## What to do
Gather every line of the data below that contains the word "Example", treating uppercase and lowercase letters as distinct.

------

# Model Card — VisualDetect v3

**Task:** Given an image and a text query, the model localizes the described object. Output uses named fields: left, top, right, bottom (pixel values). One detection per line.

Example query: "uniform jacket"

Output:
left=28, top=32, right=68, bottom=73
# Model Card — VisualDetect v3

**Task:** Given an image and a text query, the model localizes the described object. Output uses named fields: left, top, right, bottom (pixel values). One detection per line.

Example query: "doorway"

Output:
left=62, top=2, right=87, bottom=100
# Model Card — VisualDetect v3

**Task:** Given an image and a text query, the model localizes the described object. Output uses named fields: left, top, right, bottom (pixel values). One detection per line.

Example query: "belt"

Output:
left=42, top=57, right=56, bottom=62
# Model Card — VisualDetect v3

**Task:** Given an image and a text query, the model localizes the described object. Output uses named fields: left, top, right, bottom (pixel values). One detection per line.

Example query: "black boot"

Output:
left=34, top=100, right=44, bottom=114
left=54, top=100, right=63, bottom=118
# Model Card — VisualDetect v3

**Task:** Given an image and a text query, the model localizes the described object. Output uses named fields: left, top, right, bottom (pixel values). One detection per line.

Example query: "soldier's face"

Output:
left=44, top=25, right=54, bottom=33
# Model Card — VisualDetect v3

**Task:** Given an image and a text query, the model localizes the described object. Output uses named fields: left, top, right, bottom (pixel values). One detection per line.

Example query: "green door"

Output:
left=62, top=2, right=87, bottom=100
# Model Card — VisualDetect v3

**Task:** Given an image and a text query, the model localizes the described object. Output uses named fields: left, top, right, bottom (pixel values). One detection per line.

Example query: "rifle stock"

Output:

------

## Output for this task
Example query: "uniform jacket"
Example query: "doorway"
Example query: "belt"
Example query: "black boot"
Example query: "soldier's face"
Example query: "green door"
Example query: "rifle stock"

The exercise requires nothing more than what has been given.